Oleh I Nyoman Winata
Perjalanan panjang Pak Harto akhirnya usai. Media televisi memenuhi tayangannya dengan berita-berita meninggalnya sang diktator berwajah penuh welas asih ini. Ulasan-ulasan dari media-media televisi banyak memberi gambaran tentang jasa besar Pak Harto selama hidupnya. Seorang ibu dari rakyat biasa yang diwawancarai menyatakan bahwa Pak Harto adalah seorang pemimpin yang lebih berhasil dibanding presiden lainnya di Indonesia. Pengalaman empirisnya seperti menuntunnya untuk berkata bahwa hidup dijaman Pak Harto jadi Presiden, semuanya lebih mudah. Dan memang ungkapan ibu ini benar.
Saat Pak Harto Berkuasa, tidak pernah ada misalnya berita tentang rakyat yang susah. Negeri ini yang bisa dilihat dari media massa ketika itu adalah Indonesia yang Gemah Ripah Loh Jinawi.
Saya tidak bisa berdebat jika menyimak kata-kata ibu itu. Namun ada sesuatu yang meliuk-liuk dipikiran saya. Sungguhkah semua itu adalah kebenaran yang nyata atau hanya sekedar ilusi? Tidakkah Hidup bangsa ini ketika Pak Harto menjadi presiden tidak lebih hidup didunia indah tetapi dibangun di atas dasar yang rapuh?
+===+
• TUGAS WAJIB:
**A)** Jawab pertanyaan berikut berdasarkan tulisan tentang Pak Harto:
(i) Media apa yang memenuhi tayangannya dengan berita meninggalnya Pak Harto?
(ii) Menurut ibu yang diwawancarai, seperti apa hidup pada zaman Pak Harto menjadi presiden?
(iii) Indonesia seperti apa yang terlihat dari media massa ketika Pak Harto berkuasa?
**B)** Sambung tulisan tentang Pak Harto dari titik berhentinya, mulai setelah kalimat terakhir yang tercantum.
Entri yang menyusul merupakan bahan tersendiri, terpisah dari tulisan tentang Pak Harto.
+===+
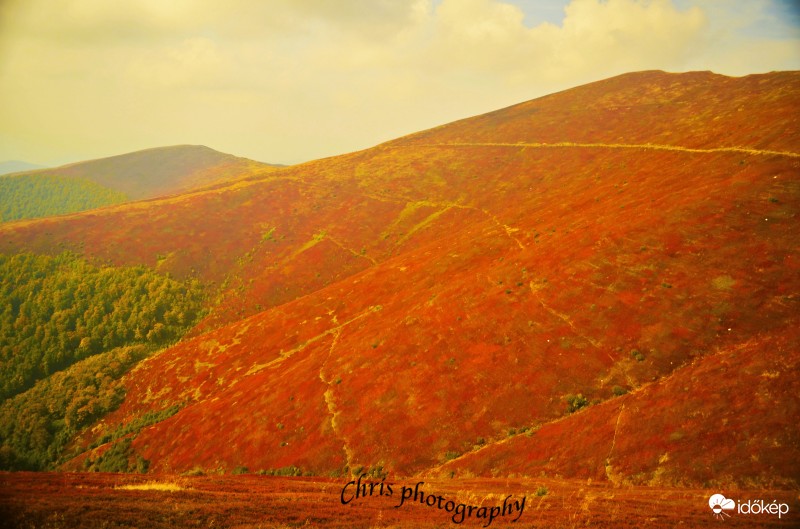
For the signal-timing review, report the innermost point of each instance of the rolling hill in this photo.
(139, 175)
(598, 283)
(15, 166)
(159, 171)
+===+
• JAWABAN PER TUGAS:
**A)**
(i) Media televisi.
(ii) Semuanya lebih mudah.
(iii) Indonesia yang Gemah Ripah Loh Jinawi.

**B)**
Saya jadi berpikir bahwa ketika orde baru sebagian rakyat sebenarnya ibarat hidup dalam pengaruh candu yang memabukkan.Pak Harto adalah penyebar “candu” yang biaya untuk memenuhi kebutuhan “candu” itu berasal dari hutang luar negeri. Sebagian besar rakyat di masa Orde Baru dibuat “mabuk Kepayang” dengan banyak kemudahan hidup, dimanjakan dan tidak pernah dibiarkan untuk melihat realitas sesungguhnya.
Rakyat tidak pernah dihadapkan pada kenyataan bahwa hidup itu haruslah dijalankan dengan penuh perjuangan. Misalnya harga beras dan BBM dibuat murah lalu nilai tukar rupiah dibuat tinggi. Padahal sesungguhnya harga beras itu mahal sama dengan BBM. Nilai rupiah juga tidak setinggi kenyataannya karena fondasi ekonomi Indonesia dibangun di atas bertumpuknya hutang luar negeri. Rakyat Indonesia, seperti anak yang dimanja orangtuanya. Rakyat Indonesia dibiarkan hidup di negeri dongeng, dimana dongeng-dongeng itu dicekoki terus menerus melalui media massa ketika itu.
Mereka yang mencoba untuk tetap sadar, tidak mau terpengaruh “candu” dibungkam oleh antek-antek Pak Harto. Banyak dari mereka yang nyawanya dihabisi, dibantai bahkan tidak sedikit yang disiksa dan diperkosa sebelum dilenyapkan. Jumlah mereka mungkin mencapai ratusan bahkan ribuan nyawa.
Ibu yang diwawancari stasiun TV itu mungkin terlalu lama dibawah pengaruh “Candu” bikinan Pak Harto. Karena itulah ketika sang Juragan “Candu” itu tutup usia, ada semacam kesedihan dan cerita betapa indahnya hidup di bawah pengaruh “candu” itupun meluncur melalui bibirnya. Ibu itu mungkin tidak pernah melihat langsung bagaimana banyak rakyat Indonesia hidupnya dibuat susah, dirampas hak hidupnya bahkan sampai kehilangan nyawa mereka.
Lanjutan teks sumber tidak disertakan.